Your instructions: Please copy out the lines starting with the one containing "Could you point out the tree" and going on through the one containing "<point>10,313</point>", swapping "tree trunk" for "tree stump" and leaving everything else as it is.

Data section:
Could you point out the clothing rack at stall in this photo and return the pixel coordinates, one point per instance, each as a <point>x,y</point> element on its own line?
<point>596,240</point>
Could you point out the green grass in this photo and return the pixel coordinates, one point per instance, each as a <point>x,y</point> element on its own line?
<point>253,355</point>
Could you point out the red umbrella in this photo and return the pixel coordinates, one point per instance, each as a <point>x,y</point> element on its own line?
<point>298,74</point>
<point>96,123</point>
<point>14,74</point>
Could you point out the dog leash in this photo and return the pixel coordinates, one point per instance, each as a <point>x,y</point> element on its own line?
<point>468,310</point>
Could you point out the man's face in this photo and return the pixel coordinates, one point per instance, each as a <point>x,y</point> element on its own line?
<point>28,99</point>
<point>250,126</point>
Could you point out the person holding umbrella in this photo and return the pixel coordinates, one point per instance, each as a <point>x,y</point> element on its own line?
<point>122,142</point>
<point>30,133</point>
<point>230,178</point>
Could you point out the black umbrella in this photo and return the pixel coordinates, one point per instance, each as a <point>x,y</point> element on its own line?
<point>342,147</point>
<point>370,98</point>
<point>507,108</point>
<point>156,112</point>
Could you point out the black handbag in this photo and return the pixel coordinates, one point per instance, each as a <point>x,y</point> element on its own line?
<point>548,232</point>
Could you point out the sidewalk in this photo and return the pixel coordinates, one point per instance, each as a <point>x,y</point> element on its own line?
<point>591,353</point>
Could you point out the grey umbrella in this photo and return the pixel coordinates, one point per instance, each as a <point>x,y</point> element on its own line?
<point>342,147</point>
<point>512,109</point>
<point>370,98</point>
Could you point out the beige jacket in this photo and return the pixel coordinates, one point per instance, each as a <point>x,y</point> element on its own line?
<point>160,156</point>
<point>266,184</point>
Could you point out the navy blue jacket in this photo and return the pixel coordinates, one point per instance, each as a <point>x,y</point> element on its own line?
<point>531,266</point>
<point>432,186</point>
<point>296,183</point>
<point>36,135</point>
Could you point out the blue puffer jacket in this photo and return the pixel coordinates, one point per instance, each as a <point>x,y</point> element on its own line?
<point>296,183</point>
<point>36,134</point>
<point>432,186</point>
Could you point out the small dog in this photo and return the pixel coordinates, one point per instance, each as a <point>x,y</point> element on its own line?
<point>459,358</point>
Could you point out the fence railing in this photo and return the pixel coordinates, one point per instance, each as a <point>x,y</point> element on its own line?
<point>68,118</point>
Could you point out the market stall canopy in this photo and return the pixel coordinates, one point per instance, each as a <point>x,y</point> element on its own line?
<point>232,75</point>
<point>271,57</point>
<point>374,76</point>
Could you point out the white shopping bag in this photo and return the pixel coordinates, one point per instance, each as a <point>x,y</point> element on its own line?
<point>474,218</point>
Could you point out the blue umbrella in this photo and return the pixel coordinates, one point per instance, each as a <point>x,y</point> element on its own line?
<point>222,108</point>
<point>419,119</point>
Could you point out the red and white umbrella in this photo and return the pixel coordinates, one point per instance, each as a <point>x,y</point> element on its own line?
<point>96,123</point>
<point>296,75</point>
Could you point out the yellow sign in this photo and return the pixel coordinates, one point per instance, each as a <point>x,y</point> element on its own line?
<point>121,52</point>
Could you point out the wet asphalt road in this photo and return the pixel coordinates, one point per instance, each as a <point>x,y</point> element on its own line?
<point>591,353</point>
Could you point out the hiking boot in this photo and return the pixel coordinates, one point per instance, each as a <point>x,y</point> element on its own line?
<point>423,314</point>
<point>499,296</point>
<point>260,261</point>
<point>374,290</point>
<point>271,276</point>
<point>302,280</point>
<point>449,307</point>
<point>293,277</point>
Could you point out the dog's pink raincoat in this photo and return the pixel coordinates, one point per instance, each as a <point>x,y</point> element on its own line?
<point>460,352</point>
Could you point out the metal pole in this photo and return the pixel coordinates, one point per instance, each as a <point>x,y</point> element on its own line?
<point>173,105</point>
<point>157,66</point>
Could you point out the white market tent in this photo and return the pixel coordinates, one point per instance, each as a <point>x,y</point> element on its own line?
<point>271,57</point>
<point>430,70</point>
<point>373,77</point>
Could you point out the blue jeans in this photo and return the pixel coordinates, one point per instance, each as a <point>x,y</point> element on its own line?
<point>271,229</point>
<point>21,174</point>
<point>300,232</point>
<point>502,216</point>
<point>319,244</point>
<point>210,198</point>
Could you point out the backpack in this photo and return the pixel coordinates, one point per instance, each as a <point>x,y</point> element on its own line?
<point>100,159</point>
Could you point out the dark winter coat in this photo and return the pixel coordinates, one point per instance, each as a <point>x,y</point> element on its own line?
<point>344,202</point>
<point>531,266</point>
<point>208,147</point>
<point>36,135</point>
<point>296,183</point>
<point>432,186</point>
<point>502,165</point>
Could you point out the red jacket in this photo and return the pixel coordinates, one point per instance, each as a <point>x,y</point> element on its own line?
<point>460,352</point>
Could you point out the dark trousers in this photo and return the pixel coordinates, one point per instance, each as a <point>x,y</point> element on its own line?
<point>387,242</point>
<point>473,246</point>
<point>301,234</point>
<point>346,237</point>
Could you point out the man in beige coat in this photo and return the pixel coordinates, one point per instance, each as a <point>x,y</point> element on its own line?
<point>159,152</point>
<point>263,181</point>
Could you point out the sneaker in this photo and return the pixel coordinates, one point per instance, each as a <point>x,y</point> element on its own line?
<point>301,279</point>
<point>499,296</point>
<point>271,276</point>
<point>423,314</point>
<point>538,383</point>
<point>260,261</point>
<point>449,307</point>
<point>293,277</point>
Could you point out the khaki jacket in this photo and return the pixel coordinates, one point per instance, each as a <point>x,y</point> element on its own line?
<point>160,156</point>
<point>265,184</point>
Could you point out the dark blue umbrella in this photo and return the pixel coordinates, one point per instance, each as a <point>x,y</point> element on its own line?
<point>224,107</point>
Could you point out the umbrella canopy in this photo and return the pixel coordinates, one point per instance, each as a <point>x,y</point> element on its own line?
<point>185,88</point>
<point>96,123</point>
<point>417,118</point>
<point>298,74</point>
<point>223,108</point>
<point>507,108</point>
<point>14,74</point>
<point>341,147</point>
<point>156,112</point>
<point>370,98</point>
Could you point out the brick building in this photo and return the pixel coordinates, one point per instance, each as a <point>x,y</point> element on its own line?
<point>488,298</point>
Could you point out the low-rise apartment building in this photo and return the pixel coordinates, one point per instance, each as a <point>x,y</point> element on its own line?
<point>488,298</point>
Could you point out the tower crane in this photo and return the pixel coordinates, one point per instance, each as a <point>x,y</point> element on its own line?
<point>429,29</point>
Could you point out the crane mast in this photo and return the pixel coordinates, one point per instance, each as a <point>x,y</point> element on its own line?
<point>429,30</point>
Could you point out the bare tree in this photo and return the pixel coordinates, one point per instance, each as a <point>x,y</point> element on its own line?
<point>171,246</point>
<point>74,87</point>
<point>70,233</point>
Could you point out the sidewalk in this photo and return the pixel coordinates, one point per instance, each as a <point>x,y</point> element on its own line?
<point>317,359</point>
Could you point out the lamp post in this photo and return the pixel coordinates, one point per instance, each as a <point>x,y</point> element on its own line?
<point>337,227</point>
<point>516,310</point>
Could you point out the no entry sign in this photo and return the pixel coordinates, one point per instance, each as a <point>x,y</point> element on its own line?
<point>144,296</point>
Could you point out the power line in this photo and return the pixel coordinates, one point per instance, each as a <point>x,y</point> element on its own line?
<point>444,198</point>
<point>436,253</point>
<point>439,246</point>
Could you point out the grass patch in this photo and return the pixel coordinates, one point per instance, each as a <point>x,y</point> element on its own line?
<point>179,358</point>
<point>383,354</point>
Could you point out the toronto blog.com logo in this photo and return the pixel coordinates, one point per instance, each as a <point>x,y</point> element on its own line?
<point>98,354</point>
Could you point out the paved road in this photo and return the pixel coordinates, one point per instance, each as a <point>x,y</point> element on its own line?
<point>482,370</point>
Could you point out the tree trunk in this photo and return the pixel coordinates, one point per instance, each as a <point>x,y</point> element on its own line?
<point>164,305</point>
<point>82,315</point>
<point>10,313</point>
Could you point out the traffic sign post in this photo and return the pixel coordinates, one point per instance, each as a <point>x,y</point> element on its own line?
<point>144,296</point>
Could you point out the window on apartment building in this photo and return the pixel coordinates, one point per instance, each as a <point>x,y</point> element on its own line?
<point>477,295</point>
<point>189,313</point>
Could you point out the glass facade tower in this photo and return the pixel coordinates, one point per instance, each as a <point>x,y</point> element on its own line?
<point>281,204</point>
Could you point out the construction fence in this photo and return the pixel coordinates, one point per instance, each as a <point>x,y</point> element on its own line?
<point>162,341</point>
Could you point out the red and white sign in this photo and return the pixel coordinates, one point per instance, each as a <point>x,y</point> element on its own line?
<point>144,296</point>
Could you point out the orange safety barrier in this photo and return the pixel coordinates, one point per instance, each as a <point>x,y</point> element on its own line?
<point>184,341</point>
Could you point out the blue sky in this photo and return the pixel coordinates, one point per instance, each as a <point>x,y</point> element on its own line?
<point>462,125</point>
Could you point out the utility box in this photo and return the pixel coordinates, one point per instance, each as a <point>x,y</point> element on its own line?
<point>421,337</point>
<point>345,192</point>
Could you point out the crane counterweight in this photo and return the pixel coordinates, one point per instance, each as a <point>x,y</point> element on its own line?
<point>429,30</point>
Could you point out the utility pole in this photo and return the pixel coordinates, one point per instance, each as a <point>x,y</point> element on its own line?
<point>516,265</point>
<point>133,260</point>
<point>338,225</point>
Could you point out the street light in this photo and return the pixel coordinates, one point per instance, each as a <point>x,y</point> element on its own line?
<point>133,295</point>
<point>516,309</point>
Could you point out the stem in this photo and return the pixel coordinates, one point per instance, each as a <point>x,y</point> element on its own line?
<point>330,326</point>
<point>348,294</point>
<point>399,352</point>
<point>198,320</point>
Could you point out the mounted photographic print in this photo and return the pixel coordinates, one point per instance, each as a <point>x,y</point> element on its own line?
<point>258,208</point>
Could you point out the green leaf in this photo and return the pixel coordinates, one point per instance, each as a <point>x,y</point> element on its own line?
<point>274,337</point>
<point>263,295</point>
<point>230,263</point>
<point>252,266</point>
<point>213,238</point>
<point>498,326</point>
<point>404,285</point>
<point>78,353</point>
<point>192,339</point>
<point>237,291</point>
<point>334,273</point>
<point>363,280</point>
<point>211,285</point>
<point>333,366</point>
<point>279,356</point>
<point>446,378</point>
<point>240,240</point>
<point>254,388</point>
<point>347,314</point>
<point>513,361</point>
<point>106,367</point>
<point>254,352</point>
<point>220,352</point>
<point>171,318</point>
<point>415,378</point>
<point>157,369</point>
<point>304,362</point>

Answer to this task:
Could you point out the tree stump in this photo and return the pixel coordinates, one point per instance, each as a <point>x,y</point> element on its own line?
<point>164,305</point>
<point>82,315</point>
<point>10,313</point>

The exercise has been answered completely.